● Material supplied:
_____

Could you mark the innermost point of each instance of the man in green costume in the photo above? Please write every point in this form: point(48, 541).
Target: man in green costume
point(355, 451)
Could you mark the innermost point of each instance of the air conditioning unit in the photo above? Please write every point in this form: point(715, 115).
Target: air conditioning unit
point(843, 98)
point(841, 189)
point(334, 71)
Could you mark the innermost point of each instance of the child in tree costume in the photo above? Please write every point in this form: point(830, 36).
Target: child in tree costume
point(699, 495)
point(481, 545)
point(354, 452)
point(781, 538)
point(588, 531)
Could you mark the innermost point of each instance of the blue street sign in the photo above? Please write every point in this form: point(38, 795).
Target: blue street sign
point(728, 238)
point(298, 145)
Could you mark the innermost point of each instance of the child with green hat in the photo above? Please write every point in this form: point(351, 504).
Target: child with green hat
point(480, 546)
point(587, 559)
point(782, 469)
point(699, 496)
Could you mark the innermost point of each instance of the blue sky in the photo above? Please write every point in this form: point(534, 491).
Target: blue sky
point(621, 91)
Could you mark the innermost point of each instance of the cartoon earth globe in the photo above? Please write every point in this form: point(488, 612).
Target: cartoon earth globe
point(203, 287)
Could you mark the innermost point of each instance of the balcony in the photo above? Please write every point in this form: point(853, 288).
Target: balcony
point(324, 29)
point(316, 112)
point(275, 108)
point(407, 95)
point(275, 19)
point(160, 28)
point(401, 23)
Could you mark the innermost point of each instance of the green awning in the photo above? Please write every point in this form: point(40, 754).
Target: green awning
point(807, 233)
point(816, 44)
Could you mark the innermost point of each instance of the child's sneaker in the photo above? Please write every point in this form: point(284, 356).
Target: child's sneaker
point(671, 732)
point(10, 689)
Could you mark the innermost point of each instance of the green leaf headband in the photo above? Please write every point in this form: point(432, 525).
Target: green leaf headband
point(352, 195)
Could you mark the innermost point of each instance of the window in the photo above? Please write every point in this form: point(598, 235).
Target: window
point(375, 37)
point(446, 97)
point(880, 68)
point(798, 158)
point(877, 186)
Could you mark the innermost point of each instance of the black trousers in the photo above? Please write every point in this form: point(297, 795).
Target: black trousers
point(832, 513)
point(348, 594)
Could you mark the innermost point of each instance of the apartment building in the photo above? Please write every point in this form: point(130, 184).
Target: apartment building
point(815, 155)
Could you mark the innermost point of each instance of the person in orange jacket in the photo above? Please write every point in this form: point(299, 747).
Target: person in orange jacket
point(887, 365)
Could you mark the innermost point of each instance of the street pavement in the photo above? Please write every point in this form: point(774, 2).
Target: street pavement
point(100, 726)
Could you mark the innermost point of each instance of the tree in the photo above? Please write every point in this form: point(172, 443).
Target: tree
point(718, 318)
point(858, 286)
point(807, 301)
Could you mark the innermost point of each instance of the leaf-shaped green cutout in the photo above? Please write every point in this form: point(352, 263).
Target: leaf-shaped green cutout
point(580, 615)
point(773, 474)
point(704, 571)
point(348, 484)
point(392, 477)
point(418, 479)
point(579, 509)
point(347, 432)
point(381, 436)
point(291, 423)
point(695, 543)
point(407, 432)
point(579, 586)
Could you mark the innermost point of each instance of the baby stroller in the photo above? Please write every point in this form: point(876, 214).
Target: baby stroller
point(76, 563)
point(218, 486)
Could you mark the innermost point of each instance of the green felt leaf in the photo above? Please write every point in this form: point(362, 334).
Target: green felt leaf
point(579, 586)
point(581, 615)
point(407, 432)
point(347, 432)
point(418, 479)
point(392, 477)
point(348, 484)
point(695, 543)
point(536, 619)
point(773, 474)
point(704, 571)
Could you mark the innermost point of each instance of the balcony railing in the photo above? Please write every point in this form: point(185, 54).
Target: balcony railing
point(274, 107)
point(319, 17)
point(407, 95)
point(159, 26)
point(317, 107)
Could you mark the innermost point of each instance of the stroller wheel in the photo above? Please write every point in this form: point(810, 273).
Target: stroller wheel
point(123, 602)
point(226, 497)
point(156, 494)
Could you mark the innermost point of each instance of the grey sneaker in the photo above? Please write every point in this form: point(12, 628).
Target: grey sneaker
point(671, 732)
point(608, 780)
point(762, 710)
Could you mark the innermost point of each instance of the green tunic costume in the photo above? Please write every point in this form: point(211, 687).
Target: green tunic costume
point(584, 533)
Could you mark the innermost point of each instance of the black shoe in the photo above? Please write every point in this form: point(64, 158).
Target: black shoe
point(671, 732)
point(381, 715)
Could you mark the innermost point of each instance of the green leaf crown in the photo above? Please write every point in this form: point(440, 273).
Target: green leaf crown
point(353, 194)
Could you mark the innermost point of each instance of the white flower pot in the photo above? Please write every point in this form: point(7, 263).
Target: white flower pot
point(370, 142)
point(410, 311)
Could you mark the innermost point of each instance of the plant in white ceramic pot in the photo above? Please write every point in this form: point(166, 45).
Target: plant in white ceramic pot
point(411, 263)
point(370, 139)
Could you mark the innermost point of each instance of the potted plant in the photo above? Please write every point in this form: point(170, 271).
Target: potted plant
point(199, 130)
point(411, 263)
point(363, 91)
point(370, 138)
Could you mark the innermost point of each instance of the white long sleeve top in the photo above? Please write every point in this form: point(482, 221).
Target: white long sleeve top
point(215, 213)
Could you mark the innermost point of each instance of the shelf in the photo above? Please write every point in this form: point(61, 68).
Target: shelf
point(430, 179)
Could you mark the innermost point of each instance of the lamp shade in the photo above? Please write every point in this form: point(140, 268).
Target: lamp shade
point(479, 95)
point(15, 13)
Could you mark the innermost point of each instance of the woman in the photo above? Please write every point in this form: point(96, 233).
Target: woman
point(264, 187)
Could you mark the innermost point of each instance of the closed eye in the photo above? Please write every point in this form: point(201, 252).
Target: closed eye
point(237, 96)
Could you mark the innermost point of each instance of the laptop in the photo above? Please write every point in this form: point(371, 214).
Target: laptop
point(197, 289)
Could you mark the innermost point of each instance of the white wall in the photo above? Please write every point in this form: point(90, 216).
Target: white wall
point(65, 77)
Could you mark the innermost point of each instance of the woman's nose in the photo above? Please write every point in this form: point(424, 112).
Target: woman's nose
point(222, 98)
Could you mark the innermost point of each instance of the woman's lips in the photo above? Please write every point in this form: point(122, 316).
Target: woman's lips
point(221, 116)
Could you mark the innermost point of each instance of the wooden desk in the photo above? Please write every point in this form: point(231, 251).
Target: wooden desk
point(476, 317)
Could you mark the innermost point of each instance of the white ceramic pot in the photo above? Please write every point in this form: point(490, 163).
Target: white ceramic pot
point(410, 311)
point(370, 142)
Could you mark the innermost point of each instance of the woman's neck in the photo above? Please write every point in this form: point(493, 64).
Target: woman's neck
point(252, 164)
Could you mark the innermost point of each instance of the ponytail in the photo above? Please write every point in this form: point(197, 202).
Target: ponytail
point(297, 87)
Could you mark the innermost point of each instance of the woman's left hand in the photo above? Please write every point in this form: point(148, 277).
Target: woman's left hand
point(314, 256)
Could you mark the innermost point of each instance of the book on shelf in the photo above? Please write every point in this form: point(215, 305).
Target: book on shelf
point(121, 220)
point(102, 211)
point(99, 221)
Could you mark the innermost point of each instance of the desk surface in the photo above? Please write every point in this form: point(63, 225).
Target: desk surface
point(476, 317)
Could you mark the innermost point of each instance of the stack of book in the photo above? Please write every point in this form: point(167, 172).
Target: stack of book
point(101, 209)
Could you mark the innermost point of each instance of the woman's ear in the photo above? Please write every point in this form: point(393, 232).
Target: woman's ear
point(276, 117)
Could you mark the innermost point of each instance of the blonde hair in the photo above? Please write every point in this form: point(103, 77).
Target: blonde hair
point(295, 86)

_____

● What needs to be done: Copy the lines word for word, starting at the line containing "form: point(598, 235)." and ending at the line containing "point(877, 186)", with both of those lines included.

● Expected answer:
Could you mark the innermost point of each instance of the window in the photo above? Please write every point in this form: point(598, 235).
Target: window
point(375, 37)
point(446, 97)
point(880, 68)
point(798, 158)
point(877, 186)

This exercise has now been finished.